Start of Exercise passage

This year, a majority of U.S. hospitals are facing readmission penalties for often-preventable reasons, simply because of a lack of insight into how patients are performing on the road to recovery. To mitigate this risk, we’ve seen the advent of programs encouraging the monitoring of patients with chronic conditions and services that ultimately improve care while keeping at-risk individuals out of the emergency room. Recently, the CMS announced that its Medicare Advantage Value-Based Insurance Design (VBID) Model would begin January 1, 2017. Once underway, eligible Medicare Advantage (MA) plans in seven states may offer these benefit designs models in hopes of eliminating financial barriers that sick Medicare patients face when receiving prescriptions, procedures, or exams.

These plans will enable patients with chronic conditions to obtain the quality care that they need for free or at a reduced cost, which would result in potentially avoiding more expensive care down the road.

In particular, VBID will allow insurers to reduce out-of-pocket costs for enrollees by encouraging them to use services that will have the greatest impact on their health– part of a larger push to improve care for MA beneficiaries. Insurers have used the concept of the VBID for years, but this model only recently became possible due to the Affordable Care Act allowing the CMS to test new benefit programs. The ultimate goal of Medicare Advantage is to test whether VBID can improve health outcomes and lower costs for these high-cost enrollees.

Starting in 2017, eligible enrollees who fall into the clinical categories of diabetes, congestive heart failure, chronic obstructive pulmonary disease (COPD), past stroke, hypertension, coronary artery disease, mood disorders, and combinations of these categories will be offered a varied plan benefit design, pending approval from CMS. In 2018, the CMS will expand the categories to include benefits for dementia and rheumatoid arthritis. This benefit design hopes to be effective in lowering costs of care and overall improving the quality of care for MA enrollees with chronic conditions.

The CMS states that “the model will test the hypothesis that giving MA plans the flexibility to offer supplemental benefits or reduced cost-sharing to targeted groups of enrollees with CMS-specified chronic conditions will encourage them to use of services that are of highest value to them and will lead to higher-quality and more cost-efficient care.”

It’s encouraging to see that the CMS is realizing that expanded and innovative programs are increasingly crucial to help provide continuous care for Medicare patients suffering from chronic conditions. Initiatives like VBID and Medicare’s Chronic Care Management (CCM) are helping to eliminate inefficiencies in our healthcare system while providing the right type of care that Medicare patients need to age more healthily and happily.

End of Exercise passage
Start of Supplied records

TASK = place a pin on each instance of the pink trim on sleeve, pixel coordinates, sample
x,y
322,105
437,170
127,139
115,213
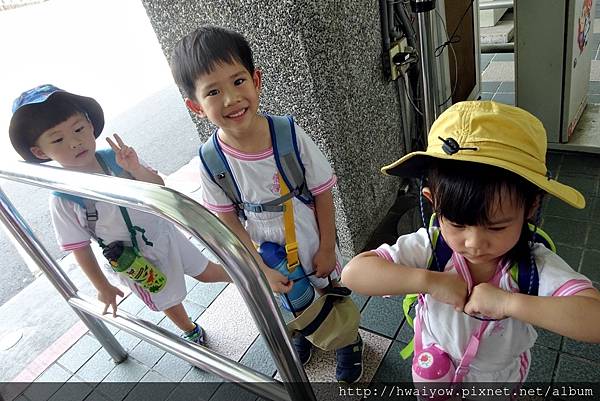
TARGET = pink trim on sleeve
x,y
382,253
324,187
218,208
572,287
77,245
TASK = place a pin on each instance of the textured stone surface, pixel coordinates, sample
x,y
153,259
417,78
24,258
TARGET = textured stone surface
x,y
321,63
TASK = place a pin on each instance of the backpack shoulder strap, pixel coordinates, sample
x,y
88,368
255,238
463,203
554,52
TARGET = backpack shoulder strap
x,y
89,205
441,252
287,156
216,165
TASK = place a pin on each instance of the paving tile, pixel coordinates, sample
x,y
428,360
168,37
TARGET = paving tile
x,y
589,265
193,310
258,357
97,395
548,339
571,255
127,341
147,354
228,392
196,385
504,57
132,304
122,379
172,367
79,353
205,293
47,383
499,71
507,87
393,368
506,98
543,361
576,370
564,231
72,391
97,367
490,86
230,324
382,315
153,386
587,351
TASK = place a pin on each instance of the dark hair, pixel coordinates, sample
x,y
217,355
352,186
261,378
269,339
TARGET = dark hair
x,y
466,193
36,118
199,52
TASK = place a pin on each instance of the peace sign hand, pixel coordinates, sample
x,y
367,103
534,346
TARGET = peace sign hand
x,y
125,155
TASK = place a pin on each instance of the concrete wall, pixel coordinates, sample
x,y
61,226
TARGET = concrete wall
x,y
321,63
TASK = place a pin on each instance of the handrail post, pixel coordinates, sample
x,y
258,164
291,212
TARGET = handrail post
x,y
21,234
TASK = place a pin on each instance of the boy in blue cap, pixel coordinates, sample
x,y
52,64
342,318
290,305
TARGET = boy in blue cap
x,y
49,123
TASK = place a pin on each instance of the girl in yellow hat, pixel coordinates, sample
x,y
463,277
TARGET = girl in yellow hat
x,y
484,174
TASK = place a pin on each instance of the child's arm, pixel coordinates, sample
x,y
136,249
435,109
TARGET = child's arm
x,y
370,274
127,158
107,293
324,260
277,281
575,316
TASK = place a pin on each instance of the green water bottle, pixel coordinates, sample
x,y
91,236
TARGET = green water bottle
x,y
128,261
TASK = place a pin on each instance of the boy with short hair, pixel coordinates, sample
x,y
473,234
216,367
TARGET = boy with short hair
x,y
49,123
214,68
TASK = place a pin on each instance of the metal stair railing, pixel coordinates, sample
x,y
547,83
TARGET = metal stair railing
x,y
198,222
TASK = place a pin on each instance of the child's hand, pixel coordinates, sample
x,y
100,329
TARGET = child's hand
x,y
449,288
125,155
324,262
488,301
108,296
278,282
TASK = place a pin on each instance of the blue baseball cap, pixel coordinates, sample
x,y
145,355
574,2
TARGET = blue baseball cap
x,y
21,141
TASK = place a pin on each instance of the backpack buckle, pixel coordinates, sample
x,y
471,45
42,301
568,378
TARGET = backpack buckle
x,y
91,216
254,207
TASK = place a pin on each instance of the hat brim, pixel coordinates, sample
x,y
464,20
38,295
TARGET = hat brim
x,y
416,163
89,105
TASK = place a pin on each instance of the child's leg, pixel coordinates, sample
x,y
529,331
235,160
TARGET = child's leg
x,y
213,273
179,316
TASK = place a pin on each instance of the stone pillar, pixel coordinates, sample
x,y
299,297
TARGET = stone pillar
x,y
321,62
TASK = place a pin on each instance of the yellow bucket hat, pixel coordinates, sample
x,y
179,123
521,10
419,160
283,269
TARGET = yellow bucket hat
x,y
489,133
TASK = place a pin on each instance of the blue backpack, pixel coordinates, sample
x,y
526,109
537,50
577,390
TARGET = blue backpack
x,y
107,159
287,158
524,272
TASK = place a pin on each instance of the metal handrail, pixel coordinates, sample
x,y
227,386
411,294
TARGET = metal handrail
x,y
189,216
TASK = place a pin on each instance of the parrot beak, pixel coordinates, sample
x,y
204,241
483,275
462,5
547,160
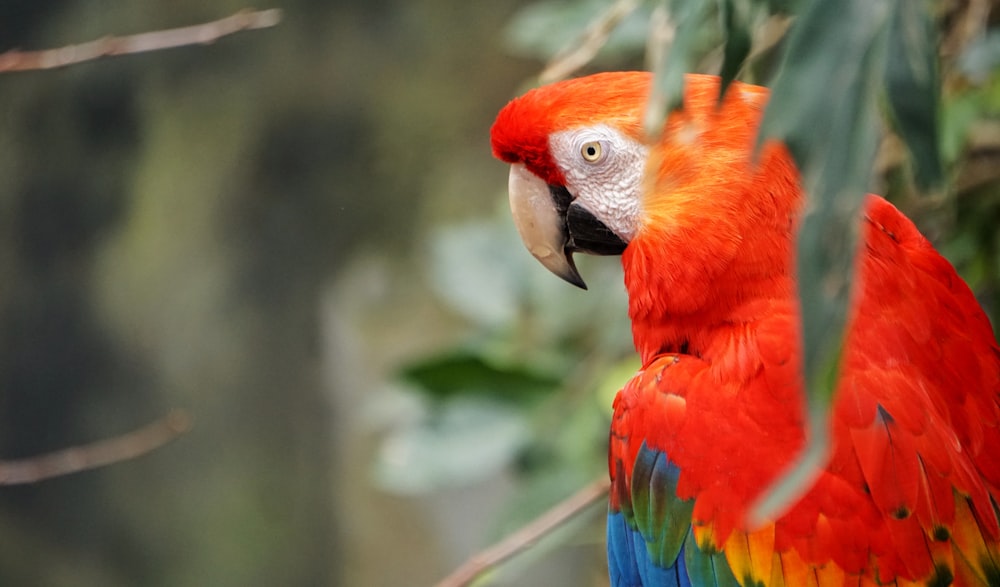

End of Supplied records

• **Required work**
1. In the VBID passage, write out the text between "The CMS states" and "healthily and happily.", inclusive.
2. According to the VBID passage, which two categories will the CMS add to the benefits in 2018?

• **Solutions to each task**
1.
The CMS states that “the model will test the hypothesis that giving MA plans the flexibility to offer supplemental benefits or reduced cost-sharing to targeted groups of enrollees with CMS-specified chronic conditions will encourage them to use of services that are of highest value to them and will lead to higher-quality and more cost-efficient care.”

It’s encouraging to see that the CMS is realizing that expanded and innovative programs are increasingly crucial to help provide continuous care for Medicare patients suffering from chronic conditions. Initiatives like VBID and Medicare’s Chronic Care Management (CCM) are helping to eliminate inefficiencies in our healthcare system while providing the right type of care that Medicare patients need to age more healthily and happily.

2. Dementia and rheumatoid arthritis.